[Opening SELECTED TEXT section]
Another important difference is in regards to the absolute values of the explanation weights. Typically the highest weights found in the EvEx explanation reach values around 0.6 to 0.9, while the square approximation did not yield values above 0.3 in any of the patches studied. This is expected to a degree, as the squares hold much less contextual information than the more detailed EvEx optimized segments. It is also the reason why the color scale of the bottom panels in Fig. 2 was adjusted to a smaller range than the top panels. This seems to mean that lower explanation weights could be expected in the square approximation, but it still manages to roughly delineate relevant regions.

Another key difference, and perhaps the central one to this approach, is in computation times. Figure 3 shows the amount of time taken to generate heatmaps at each square size, in seconds. For the sizes of 30, 40 and 50 used in Fig. 2, the times were respectively of about 5 min, of about 3 min and 42 s, and of 2 min and 31 s. The largest times observed, for 1 by 1 pixel squares, was of about 10 min. As a comparison, the top and bottom heatmaps of Fig. 2, sub-panel C, took about 4 h and 7 h, respectively. This constitutes a computation time decrease of many orders of magnitude.

Fig. 3.
figure 3

Time, in seconds, taken to generate heatmaps for each square size, from 1 by 1 to 95 by 95 pixel squares.

Figure 4 shows a side by side comparison of two heatmaps. The first, to the left, corresponds to a high scoring EvEx Pareto front individual used to generate the averaged heatmap in Fig. 2, topmost row of column C. The second, to the right, corresponds to the approximated square of highest explanation weight, size 40, for the same image. Besides the already noted and discussed difference in weights, it seems the explanation score is also lower for the square approximation. As previously mentioned, this score corresponds to the R-squared of the surrogate linear model fit.

Fig. 4.
figure 4

Side by side comparison of heatmap explanations generated by both methods analyzed in this work, for the same patch (Fig. 2, topmost row of column A), with corresponding explanation scores. Panel A shows an EvEx Pareto Front Individual, while panel B shows the square approximation with highest explanation weight for squares of size 40.

However it is worth remembering that the EvEx pareto front individual, in this case, is an explanation generated with 200 perturbations, whereas the square approximation only uses 4. This most likely affects the R-squared metric and contributes to the observed result. Importantly, despite these lower metrics, the heatmaps seem to highlight the same areas.

As such, these results seem to indicate that, while more computationally efficient versions of LIME and EvEx are created, these square approximations can be used to generate faster insights on what might be the key areas of an image the CNN is focusing on.
[Closing SELECTED TEXT section]
In the text on square-approximation heatmaps, how many perturbations does the square approximation use, compared with the EvEx Pareto front individual?
[Opening DATA EXTRACT section]
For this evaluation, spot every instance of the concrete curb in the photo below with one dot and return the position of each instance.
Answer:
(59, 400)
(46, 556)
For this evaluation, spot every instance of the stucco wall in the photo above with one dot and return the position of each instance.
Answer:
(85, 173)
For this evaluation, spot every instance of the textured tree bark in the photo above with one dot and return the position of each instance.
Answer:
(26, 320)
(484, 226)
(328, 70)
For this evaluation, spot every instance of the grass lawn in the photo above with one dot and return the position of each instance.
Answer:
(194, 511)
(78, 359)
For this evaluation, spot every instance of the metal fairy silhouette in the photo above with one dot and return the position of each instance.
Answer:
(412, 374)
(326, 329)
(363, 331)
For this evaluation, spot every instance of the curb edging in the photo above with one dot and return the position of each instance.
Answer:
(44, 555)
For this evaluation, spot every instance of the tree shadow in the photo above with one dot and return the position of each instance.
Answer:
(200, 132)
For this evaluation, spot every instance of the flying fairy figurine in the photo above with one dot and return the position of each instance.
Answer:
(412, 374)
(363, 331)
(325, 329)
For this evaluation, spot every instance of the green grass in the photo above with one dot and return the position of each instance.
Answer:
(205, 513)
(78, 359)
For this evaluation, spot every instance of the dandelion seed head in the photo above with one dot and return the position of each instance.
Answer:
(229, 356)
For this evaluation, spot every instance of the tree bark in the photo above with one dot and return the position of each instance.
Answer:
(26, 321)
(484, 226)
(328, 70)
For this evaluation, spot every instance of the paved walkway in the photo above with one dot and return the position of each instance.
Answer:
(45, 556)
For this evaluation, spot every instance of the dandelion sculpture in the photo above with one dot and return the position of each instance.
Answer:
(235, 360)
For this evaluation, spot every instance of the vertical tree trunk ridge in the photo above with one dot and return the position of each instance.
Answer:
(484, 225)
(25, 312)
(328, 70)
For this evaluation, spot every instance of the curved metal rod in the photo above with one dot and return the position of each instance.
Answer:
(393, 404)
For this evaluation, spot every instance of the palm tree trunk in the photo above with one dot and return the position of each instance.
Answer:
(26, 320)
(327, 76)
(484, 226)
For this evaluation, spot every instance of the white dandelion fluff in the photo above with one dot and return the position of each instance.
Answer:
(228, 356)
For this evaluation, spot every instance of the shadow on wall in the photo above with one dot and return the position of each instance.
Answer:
[Closing DATA EXTRACT section]
WRITTEN ANSWER
The square approximation uses only 4 perturbations, while the EvEx Pareto front individual uses 200.